● Exercices:
a) Répondez brièvement à ces questions sur le texte sur les voitures à haut-parleur :
(i) En quelle année l'œuvre entra-t-elle dans une nouvelle phase ?
(ii) Combien de voitures équipées de haut-parleurs y avait-il ?
(iii) Au volant de quelle voiture sœur Foote visitait-elle les villes et les villages ?
b) Poursuivez le texte sur les voitures à haut-parleur à la suite de sa dernière phrase.

● Bloc de texte:
L’œuvre entra dans une nouvelle phase en 1933 avec le phonographe et la voiture munie d’un haut-parleur. Ces instruments convenaient particulièrement bien au pays. Ici les gens se rassemblent rapidement lorsqu’ils entendent de la musique. Aussi le son du phonographe était-​il un signal pour beaucoup, qui se précipitaient alors à la porte de leur voisin afin d’écouter le message du Royaume. Dès que retentissait le phonographe plus puissant, les gens qui se trouvaient aux alentours accouraient sur la grand-route pour voir ce qui se passait et pour entendre ce qui était dit.

Il y avait trois voitures équipées de haut-parleurs. L’une d’elle était conduite par sœur Amy Foote, qui habitait Spanish Town, la première capitale de la Jamaïque, quand celle-ci était sous domination espagnole. Sœur Foote racontait, peu avant sa mort, qu’elle avait écrit à frère Rutherford, alors président de la Société Watch Tower, pour lui demander si une femme pouvait se servir d’une voiture sonorisée. Après avoir reçu le feu vert elle s’en alla, pleine d’enthousiasme, visiter les villes et les villages au volant d’une vieille Ford, afin de proclamer publiquement la bonne nouvelle. Sœur Foote accomplit un travail d’homme et prépara le terrain pour ceux qui, plus tard, viendraient semer et récolter.

● Lignes fournies:
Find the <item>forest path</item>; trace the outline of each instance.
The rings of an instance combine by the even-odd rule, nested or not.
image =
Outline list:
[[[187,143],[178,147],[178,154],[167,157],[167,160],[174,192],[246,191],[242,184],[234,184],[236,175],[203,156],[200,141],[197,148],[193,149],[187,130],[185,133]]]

● Corrigés:
a)
(i) En 1933.
(ii) Trois.
(iii) Une vieille Ford.

b)
Robert Logan, un frère zélé qui était médecin, se servait lui aussi d’une voiture munie d’un haut-parleur. À Kingston et dans d’autres villes, des milliers de gens se souviennent encore de sa prédication et de son phonographe. Son zèle était tel que ses patients devaient d’abord écouter un témoignage complet avant d’être examinés. Même quand des Témoins venaient le consulter, il commençait par leur rappeler leurs croyances.

Frère P. Davidson, le surveillant de la filiale, utilisait la troisième voiture sonorisée. Le son perçant de l’appareil déclencha la colère du clergé, de sorte qu’en 1936, incité par ce dernier, le gouvernement interdit l’usage du haut-parleur sur les places publiques. Cependant, cette interdiction fut levée en 1938 et de nouveau le message du Royaume retentit depuis les collines pour atteindre les vallées et les demeures des habitants.

L’IDENTIFICATION DE LA “GRANDE FOULE”

Un autre jalon dans l’histoire du peuple de Jéhovah fut posé en 1935, à l’assemblée de Washington, quand on identifia sans doute possible la “grande foule” de Révélation 7. On comprit alors que celle-ci était une classe terrestre qui devait être rassemblée avant Har-Maguédon. Cette nouvelle compréhension incita les frères à se dépenser plus encore, si bien que les rapports montrent un accroissement régulier dans le nombre de ceux qui louaient Jéhovah. De 100 proclamateurs en 1914 ils étaient passés à 390 en 1938 et, en 1939, 543 Étudiants de la Bible invitaient les gens à venir adorer Jéhovah avec eux.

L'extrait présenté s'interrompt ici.